== PROVIDED RECORDS ==
════════════════════

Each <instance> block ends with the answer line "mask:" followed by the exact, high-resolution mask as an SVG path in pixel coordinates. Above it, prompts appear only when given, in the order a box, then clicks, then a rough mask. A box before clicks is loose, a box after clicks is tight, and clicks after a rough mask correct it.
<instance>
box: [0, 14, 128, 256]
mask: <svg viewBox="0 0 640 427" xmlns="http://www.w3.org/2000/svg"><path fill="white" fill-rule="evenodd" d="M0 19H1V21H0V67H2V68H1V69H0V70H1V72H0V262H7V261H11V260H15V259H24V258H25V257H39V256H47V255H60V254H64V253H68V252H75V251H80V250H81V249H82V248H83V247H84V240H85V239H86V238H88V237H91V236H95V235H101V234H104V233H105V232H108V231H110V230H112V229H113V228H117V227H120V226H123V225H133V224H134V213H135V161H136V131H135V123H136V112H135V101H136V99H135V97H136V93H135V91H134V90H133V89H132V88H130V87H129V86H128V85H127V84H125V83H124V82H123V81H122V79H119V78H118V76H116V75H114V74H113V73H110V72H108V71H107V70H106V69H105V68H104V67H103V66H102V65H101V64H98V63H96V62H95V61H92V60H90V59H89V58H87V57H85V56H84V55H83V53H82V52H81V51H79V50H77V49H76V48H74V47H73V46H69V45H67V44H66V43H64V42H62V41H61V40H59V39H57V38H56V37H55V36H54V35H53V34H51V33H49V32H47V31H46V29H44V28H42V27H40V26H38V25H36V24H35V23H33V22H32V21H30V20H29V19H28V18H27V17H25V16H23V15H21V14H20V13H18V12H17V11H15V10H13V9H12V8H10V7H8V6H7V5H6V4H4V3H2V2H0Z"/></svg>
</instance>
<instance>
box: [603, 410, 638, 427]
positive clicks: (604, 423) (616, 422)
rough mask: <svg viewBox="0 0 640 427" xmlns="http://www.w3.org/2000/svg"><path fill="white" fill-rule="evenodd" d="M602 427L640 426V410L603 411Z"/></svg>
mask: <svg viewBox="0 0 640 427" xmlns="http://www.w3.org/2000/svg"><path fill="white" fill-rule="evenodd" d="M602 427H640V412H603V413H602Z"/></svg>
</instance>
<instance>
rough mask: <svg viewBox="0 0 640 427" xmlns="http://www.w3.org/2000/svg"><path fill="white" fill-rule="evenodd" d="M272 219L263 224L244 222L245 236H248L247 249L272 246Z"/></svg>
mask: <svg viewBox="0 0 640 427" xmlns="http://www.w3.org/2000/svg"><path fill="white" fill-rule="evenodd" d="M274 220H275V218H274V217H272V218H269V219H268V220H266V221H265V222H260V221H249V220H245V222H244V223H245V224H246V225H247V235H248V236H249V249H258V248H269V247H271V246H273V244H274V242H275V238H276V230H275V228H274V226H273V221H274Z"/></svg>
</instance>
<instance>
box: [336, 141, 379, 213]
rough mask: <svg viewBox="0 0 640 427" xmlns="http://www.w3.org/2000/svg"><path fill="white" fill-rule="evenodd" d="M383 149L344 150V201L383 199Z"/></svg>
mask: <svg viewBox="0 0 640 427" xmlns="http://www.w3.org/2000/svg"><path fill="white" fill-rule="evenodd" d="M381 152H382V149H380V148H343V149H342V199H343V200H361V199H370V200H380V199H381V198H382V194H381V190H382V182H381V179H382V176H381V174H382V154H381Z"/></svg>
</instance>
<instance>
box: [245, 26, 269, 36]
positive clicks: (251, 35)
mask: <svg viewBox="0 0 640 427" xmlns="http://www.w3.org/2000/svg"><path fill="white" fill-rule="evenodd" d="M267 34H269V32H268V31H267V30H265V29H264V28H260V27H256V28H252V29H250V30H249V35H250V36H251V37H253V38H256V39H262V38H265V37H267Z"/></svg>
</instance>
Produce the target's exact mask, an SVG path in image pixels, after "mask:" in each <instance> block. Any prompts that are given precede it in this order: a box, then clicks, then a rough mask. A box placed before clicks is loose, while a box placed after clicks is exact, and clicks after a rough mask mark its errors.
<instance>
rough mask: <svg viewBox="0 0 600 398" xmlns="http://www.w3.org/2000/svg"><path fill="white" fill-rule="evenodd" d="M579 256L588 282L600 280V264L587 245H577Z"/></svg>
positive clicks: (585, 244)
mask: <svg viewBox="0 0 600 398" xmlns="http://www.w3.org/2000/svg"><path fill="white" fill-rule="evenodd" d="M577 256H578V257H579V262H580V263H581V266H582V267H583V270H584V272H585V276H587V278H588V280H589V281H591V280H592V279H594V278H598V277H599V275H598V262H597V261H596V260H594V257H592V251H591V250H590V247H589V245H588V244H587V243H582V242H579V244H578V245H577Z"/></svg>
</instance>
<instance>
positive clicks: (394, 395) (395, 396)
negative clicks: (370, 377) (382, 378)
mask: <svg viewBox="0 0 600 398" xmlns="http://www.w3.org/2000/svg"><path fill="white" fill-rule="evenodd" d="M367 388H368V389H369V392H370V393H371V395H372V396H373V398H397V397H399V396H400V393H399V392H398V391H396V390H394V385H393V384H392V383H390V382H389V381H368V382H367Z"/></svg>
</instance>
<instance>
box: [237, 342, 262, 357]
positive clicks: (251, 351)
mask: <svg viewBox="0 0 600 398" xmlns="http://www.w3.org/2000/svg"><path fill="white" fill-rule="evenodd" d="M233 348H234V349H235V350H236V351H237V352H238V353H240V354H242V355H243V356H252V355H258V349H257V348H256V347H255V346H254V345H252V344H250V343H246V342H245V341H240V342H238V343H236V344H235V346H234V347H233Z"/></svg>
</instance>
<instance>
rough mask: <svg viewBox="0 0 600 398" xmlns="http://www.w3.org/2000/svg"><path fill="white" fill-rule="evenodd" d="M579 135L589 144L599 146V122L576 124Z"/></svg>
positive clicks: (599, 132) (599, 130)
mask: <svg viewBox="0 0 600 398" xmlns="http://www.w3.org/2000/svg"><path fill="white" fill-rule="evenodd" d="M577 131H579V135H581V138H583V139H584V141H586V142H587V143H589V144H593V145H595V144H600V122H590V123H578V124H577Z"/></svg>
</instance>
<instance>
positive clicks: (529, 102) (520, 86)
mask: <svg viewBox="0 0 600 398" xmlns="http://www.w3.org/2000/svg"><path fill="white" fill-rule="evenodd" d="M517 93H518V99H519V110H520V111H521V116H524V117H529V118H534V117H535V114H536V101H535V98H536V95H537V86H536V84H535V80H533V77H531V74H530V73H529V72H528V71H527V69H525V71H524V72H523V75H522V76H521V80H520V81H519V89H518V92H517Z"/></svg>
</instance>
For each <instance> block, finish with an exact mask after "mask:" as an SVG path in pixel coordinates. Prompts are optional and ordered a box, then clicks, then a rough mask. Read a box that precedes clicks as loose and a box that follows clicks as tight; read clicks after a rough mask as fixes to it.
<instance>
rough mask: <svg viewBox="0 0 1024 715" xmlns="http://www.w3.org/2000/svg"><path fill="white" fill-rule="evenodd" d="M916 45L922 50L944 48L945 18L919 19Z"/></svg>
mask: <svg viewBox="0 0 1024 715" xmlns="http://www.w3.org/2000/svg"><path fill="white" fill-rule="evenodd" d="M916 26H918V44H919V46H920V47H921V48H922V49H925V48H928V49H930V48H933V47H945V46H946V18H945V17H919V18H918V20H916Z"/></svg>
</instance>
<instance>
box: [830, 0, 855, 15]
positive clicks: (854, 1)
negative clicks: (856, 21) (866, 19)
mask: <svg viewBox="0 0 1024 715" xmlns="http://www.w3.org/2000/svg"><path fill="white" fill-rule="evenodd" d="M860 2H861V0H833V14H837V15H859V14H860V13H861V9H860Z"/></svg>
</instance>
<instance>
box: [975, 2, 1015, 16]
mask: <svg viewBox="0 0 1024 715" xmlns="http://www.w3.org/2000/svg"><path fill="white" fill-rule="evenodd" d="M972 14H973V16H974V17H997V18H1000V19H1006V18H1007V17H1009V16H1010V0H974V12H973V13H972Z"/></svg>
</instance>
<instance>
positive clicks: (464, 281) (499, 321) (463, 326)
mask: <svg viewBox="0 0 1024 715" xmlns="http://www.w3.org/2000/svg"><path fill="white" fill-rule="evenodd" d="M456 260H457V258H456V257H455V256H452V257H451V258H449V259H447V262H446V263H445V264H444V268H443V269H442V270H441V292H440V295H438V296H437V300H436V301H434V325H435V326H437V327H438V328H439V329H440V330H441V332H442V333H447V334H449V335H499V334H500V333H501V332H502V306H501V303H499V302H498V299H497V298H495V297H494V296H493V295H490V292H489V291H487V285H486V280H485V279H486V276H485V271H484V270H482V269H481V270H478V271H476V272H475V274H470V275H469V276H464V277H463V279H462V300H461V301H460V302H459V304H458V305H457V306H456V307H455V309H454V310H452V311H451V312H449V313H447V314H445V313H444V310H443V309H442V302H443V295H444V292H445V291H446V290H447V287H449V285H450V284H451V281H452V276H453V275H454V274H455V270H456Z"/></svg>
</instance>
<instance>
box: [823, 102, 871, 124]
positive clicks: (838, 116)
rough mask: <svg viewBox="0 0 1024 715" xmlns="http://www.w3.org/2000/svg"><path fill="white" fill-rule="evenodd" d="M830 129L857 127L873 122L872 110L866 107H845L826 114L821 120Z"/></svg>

════════════════════

== THE PROBLEM ==
Beginning with the line that holds "negative clicks: (856, 21) (866, 19)" and ending with the last line of the listing, output every line exactly. Leave out everything else.

== OUTPUT ==
negative clicks: (856, 21) (866, 19)
mask: <svg viewBox="0 0 1024 715" xmlns="http://www.w3.org/2000/svg"><path fill="white" fill-rule="evenodd" d="M860 2H861V0H833V14H837V15H859V14H860V13H861V9H860Z"/></svg>
</instance>
<instance>
box: [975, 2, 1015, 16]
mask: <svg viewBox="0 0 1024 715" xmlns="http://www.w3.org/2000/svg"><path fill="white" fill-rule="evenodd" d="M972 14H973V16H974V17H997V18H1000V19H1006V18H1007V17H1009V16H1010V0H974V12H973V13H972Z"/></svg>
</instance>
<instance>
positive clicks: (464, 281) (499, 321) (463, 326)
mask: <svg viewBox="0 0 1024 715" xmlns="http://www.w3.org/2000/svg"><path fill="white" fill-rule="evenodd" d="M456 260H457V258H456V257H455V256H452V257H451V258H449V259H447V262H446V263H445V264H444V268H443V269H442V270H441V292H440V295H438V296H437V300H436V301H434V325H435V326H437V327H438V328H439V329H440V330H441V332H442V333H447V334H449V335H499V334H500V333H501V332H502V306H501V303H499V302H498V299H497V298H495V297H494V296H493V295H490V292H489V291H487V285H486V280H485V279H486V276H485V271H484V270H482V269H481V270H478V271H476V272H475V274H470V275H469V276H464V277H463V279H462V300H461V301H460V302H459V304H458V305H457V306H456V307H455V309H454V310H452V311H451V312H449V313H447V314H445V313H444V310H443V309H442V302H443V295H444V292H445V291H446V290H447V287H449V285H450V284H451V281H452V276H453V275H454V274H455V270H456Z"/></svg>
</instance>
<instance>
box: [823, 102, 871, 124]
positive clicks: (838, 116)
rough mask: <svg viewBox="0 0 1024 715" xmlns="http://www.w3.org/2000/svg"><path fill="white" fill-rule="evenodd" d="M830 129L857 127L873 122L872 110L866 107H845L826 114L821 120Z"/></svg>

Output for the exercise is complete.